━━ ITEMS ━━

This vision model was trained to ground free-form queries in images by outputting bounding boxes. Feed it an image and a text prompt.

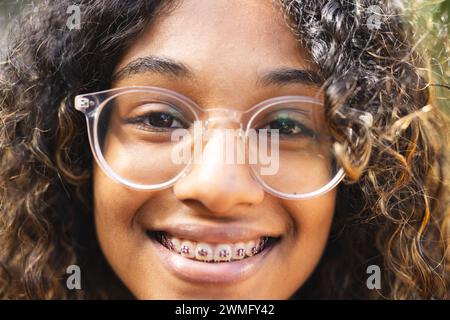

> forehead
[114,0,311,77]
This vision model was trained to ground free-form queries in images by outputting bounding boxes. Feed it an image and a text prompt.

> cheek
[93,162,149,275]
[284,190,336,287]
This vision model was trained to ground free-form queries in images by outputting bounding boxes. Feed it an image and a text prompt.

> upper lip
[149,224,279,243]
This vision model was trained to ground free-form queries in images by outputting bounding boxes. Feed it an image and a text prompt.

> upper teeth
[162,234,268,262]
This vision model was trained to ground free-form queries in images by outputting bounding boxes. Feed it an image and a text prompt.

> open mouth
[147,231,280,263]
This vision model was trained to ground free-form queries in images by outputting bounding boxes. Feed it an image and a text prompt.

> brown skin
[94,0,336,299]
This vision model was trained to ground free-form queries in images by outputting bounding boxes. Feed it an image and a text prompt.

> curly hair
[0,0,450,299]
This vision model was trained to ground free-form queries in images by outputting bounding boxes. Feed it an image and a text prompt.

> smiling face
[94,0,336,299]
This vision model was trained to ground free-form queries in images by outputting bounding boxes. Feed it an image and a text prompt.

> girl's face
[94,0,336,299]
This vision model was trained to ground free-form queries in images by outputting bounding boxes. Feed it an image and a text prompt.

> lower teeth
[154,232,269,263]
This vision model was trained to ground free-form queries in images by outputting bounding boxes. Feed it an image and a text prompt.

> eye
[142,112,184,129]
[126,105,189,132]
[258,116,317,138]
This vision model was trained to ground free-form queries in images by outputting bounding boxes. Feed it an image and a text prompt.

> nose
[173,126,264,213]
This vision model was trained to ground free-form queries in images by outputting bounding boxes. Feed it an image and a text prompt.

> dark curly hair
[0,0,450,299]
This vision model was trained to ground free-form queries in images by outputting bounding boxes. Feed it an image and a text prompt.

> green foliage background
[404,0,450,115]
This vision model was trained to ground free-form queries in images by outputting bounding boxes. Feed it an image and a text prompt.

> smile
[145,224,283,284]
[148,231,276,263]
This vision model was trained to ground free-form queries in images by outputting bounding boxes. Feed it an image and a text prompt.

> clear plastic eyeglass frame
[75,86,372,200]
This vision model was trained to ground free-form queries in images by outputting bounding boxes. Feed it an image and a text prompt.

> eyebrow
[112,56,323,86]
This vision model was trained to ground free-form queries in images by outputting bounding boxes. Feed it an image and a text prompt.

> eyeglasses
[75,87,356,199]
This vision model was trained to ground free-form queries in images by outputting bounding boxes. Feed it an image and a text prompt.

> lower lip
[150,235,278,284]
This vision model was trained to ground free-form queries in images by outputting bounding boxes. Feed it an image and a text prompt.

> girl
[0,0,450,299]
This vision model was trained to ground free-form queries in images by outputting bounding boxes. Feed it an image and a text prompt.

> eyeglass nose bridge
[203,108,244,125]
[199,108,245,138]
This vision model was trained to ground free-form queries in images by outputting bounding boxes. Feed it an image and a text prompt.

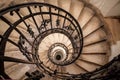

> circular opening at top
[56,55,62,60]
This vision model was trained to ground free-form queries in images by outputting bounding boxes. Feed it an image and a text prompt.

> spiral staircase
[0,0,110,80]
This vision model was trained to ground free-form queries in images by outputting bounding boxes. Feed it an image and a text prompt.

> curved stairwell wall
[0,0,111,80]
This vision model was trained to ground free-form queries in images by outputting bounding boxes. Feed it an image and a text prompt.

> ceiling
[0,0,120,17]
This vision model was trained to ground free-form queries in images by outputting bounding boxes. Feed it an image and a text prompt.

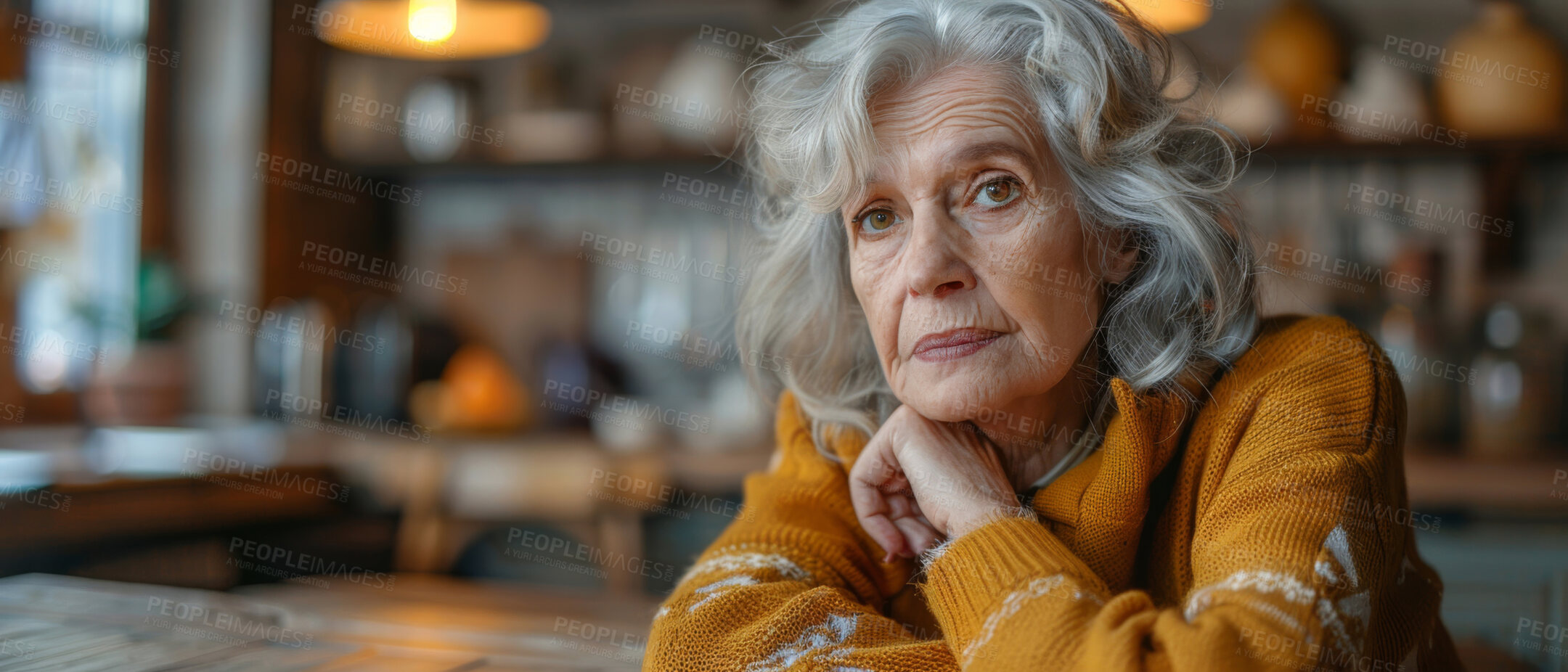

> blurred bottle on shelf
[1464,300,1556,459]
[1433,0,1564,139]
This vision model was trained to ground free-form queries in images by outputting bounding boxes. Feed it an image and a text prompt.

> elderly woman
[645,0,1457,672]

━━━
━━ ITEMS ━━

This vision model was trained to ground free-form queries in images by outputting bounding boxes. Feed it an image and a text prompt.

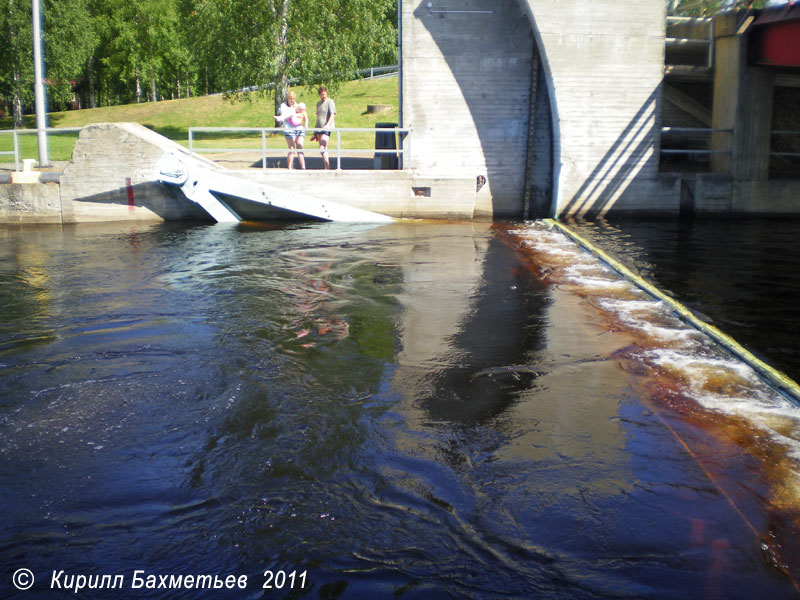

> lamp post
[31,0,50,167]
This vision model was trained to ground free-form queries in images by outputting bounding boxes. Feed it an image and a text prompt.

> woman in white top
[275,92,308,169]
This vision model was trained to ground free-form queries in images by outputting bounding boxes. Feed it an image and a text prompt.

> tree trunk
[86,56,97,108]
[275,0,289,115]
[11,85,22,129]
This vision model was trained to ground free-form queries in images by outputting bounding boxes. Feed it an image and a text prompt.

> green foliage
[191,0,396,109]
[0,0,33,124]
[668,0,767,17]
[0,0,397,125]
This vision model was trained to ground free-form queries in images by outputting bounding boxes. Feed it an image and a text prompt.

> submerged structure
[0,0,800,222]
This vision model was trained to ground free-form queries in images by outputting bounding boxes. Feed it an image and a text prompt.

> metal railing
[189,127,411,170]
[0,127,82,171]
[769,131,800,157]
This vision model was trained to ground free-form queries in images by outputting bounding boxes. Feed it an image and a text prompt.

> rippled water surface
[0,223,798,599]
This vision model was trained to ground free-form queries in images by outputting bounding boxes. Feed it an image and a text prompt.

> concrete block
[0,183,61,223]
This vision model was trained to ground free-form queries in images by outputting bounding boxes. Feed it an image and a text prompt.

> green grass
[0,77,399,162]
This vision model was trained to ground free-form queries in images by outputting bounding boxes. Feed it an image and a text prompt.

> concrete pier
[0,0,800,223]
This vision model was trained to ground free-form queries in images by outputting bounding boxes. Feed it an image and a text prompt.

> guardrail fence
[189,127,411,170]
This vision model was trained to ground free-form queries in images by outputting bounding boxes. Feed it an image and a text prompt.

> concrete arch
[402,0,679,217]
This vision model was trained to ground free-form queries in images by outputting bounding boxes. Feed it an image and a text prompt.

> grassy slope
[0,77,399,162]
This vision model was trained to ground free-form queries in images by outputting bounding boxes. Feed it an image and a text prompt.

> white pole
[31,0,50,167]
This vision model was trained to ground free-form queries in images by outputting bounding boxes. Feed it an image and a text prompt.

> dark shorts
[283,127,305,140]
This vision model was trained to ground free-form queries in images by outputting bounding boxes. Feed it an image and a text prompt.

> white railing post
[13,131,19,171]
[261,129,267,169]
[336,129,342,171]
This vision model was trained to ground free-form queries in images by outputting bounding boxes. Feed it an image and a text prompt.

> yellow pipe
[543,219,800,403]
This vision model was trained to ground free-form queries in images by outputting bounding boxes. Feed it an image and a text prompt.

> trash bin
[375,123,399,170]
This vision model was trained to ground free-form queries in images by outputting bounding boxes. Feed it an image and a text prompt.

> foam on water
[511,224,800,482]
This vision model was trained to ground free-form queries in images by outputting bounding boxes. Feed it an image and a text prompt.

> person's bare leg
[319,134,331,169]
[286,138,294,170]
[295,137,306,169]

━━━
━━ ITEMS ━━

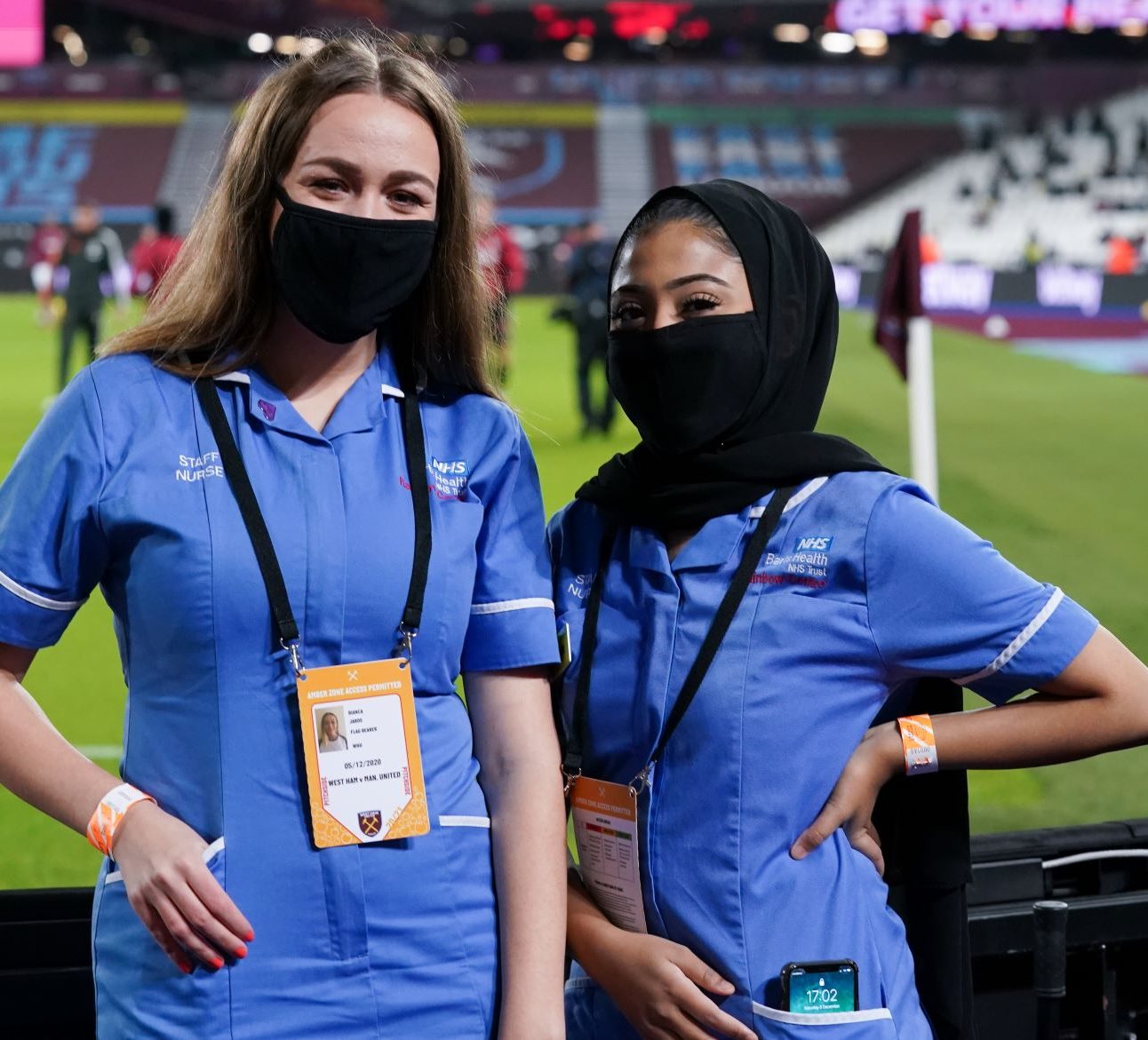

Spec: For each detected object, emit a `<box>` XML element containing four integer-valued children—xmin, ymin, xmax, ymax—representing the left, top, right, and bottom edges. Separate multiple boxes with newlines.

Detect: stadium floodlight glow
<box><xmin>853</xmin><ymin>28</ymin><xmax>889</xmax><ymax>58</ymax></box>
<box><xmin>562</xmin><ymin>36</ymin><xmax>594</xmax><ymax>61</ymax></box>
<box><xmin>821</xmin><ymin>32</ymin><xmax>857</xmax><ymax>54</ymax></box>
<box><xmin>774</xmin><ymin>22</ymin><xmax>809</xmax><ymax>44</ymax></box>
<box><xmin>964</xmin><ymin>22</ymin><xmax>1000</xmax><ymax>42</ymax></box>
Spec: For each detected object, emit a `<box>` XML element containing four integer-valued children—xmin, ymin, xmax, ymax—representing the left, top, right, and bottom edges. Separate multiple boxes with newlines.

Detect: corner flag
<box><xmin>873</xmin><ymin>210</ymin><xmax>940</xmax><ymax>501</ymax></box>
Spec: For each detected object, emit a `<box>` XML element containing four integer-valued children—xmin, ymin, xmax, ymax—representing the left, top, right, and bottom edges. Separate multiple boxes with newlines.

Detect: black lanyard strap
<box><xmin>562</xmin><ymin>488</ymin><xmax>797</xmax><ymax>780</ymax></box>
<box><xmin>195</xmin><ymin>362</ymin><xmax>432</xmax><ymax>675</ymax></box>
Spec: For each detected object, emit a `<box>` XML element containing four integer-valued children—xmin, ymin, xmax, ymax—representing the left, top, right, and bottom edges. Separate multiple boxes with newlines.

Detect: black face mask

━━━

EXERCISE DESCRIPTION: Find each line in the entries above that contains the word "white", matching case, and copy those lines.

ANSWER TO THE TASK:
> woman in white top
> white pole
> white railing post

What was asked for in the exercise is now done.